# WHAT THE TASK ASKS
Once you reach the line containing "the player's neck", copy it and every line after it exactly, through the end of the data below.

*** Begin section ***

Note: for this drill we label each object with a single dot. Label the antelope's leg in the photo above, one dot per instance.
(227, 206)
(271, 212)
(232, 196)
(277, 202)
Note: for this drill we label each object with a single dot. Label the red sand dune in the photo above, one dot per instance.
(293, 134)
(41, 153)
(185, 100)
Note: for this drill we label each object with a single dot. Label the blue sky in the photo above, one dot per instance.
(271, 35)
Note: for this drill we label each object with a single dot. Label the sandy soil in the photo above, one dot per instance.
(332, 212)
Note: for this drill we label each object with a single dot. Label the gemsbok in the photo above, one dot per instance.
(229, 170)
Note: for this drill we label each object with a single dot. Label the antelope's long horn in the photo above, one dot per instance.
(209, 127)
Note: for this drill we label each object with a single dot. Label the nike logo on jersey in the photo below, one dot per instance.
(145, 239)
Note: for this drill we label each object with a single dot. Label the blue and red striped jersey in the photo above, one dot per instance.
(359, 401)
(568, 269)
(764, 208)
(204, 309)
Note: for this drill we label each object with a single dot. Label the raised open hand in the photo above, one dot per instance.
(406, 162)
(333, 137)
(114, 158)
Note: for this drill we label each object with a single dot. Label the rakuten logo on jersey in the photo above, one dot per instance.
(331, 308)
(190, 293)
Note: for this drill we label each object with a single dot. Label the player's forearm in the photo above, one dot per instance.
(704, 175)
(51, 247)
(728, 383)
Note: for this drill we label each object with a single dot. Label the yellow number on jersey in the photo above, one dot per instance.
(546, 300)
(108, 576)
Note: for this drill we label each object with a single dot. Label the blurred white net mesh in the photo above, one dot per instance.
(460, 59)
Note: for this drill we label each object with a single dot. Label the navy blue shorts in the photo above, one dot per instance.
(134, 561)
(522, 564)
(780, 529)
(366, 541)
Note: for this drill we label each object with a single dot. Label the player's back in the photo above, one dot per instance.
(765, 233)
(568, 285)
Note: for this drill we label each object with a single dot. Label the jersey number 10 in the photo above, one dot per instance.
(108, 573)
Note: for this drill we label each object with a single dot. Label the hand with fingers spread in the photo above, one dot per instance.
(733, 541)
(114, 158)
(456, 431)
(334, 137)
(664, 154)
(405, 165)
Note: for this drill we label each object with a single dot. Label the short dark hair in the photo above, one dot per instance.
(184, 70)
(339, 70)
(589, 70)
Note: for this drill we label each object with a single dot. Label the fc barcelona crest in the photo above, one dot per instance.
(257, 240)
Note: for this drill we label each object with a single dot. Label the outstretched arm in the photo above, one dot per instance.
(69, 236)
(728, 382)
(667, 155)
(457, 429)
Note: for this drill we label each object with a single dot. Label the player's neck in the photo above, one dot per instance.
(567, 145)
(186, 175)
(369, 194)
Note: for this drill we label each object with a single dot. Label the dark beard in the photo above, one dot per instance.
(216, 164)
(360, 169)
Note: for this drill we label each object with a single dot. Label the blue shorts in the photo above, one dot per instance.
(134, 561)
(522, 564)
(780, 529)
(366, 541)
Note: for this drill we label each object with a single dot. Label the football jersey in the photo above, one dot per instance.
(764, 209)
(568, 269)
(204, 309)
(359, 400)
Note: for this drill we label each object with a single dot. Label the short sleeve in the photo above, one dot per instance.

*** End section ***

# EXERCISE SOLUTION
Note: for this drill we label each object with a single dot. Label the player's neck in the photo above, one dot per instance.
(567, 145)
(186, 175)
(369, 194)
Note: for this drill we label each object with a single dot. Label the dark beard in the photo above, one dot per instance.
(216, 164)
(360, 169)
Note: for this drill we label each object with a single dot. Label the blue shorts in the photo above, one dot per instance.
(134, 561)
(522, 564)
(780, 529)
(366, 541)
Note: for this drill we label each object with a single dot. Label the football jersey in the photo above, one dot per instance.
(764, 209)
(568, 269)
(204, 309)
(359, 400)
Note: for this drill we label each object with a single dot. Label the short sleeve in the photo above, one dot per instance.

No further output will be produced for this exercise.